Task brief => Please retype each record exactly as it stands below.

[Referring expression pointing data]
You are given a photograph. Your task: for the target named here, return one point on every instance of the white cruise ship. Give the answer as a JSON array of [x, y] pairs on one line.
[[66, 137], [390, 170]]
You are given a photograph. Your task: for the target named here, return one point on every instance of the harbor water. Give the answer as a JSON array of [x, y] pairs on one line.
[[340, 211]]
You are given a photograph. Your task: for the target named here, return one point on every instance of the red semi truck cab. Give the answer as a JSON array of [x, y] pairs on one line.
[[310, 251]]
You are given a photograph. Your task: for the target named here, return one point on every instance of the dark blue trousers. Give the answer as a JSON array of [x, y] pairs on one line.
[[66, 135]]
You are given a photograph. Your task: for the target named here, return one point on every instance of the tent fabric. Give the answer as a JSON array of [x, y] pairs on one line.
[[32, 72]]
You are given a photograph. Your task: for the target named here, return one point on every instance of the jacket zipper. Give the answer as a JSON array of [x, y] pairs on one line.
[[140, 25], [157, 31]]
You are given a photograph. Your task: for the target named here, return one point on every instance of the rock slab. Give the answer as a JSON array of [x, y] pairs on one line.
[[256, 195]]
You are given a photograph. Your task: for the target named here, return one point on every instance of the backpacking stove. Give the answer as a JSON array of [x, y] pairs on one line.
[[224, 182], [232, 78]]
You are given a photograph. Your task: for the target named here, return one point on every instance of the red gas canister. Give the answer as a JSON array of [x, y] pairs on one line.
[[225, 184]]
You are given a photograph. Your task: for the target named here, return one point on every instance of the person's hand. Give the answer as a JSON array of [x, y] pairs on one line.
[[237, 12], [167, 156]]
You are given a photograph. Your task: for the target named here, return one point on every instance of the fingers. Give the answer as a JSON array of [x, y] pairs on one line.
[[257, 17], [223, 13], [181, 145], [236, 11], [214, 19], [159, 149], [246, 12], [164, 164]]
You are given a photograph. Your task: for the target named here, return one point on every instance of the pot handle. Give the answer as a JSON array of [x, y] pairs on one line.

Response box =>
You are given a photograph. Your task: for the target named here, return one point on every instance of the white cruise ship. Give the answer as a JSON array of [x, y] pairs on one line.
[[66, 137], [390, 170]]
You are given a photograph. Your task: for the target named here, return one point on every instance of the harbor water. Give the answer as a JSON array of [x, y] pairs on one line.
[[340, 211]]
You are given a photograph. Your task: for the target named here, return one point on every instance of the red semi truck cab. Give the answer as a JSON array of [x, y] pairs on one line.
[[310, 251]]
You are given a photograph. Your task: for the target named here, return one point on every instance of the dark blue trousers. Give the answer as a JSON array of [x, y] pairs on one line.
[[66, 135]]
You are given a photograph. Your task: for the target named here, return one point on every instance of the tent fabric. Give the answer as a JSON array of [x, y] pairs on one line.
[[32, 72]]
You are given a photograph. Your task: for the target named here, return one point on every instance of the jacket zipper. Give the answer as a JSON array of [x, y] pairs on one line.
[[140, 25], [157, 31]]
You are given a photograph. Your task: for the target named here, return one point on every instance of the rock slab. Give the answer as a JSON array of [x, y] pairs on one line.
[[256, 195]]
You are given a photograph. Your task: for the target named here, return one point on every instance of the backpacking stove. Give the answer as a JSON array of [x, y] pairs on one line.
[[224, 182], [232, 78]]
You are given a photograph. Your task: for the target named here, return one point on every instance of the red gas canister. Give the answer as a JSON array of [x, y] pairs on one line.
[[225, 184]]
You are given a photograph. Your task: for the target named here, return one point on every instance of the person's hand. Give the answer as a JSON array of [x, y] pairs on one line.
[[237, 12], [167, 156]]
You are given a photograph. Your task: for the target named here, return one point on every instance of the fingers. Give the answer as a JSON array of [x, y] pairs on one line.
[[257, 17], [223, 13], [181, 145], [236, 11], [214, 19], [159, 149], [246, 12], [164, 164]]
You are given a photograph. Your task: for the target named here, return one point on every instance of the pot handle. Give the answer as a JSON array of [x, y] pairs on one line.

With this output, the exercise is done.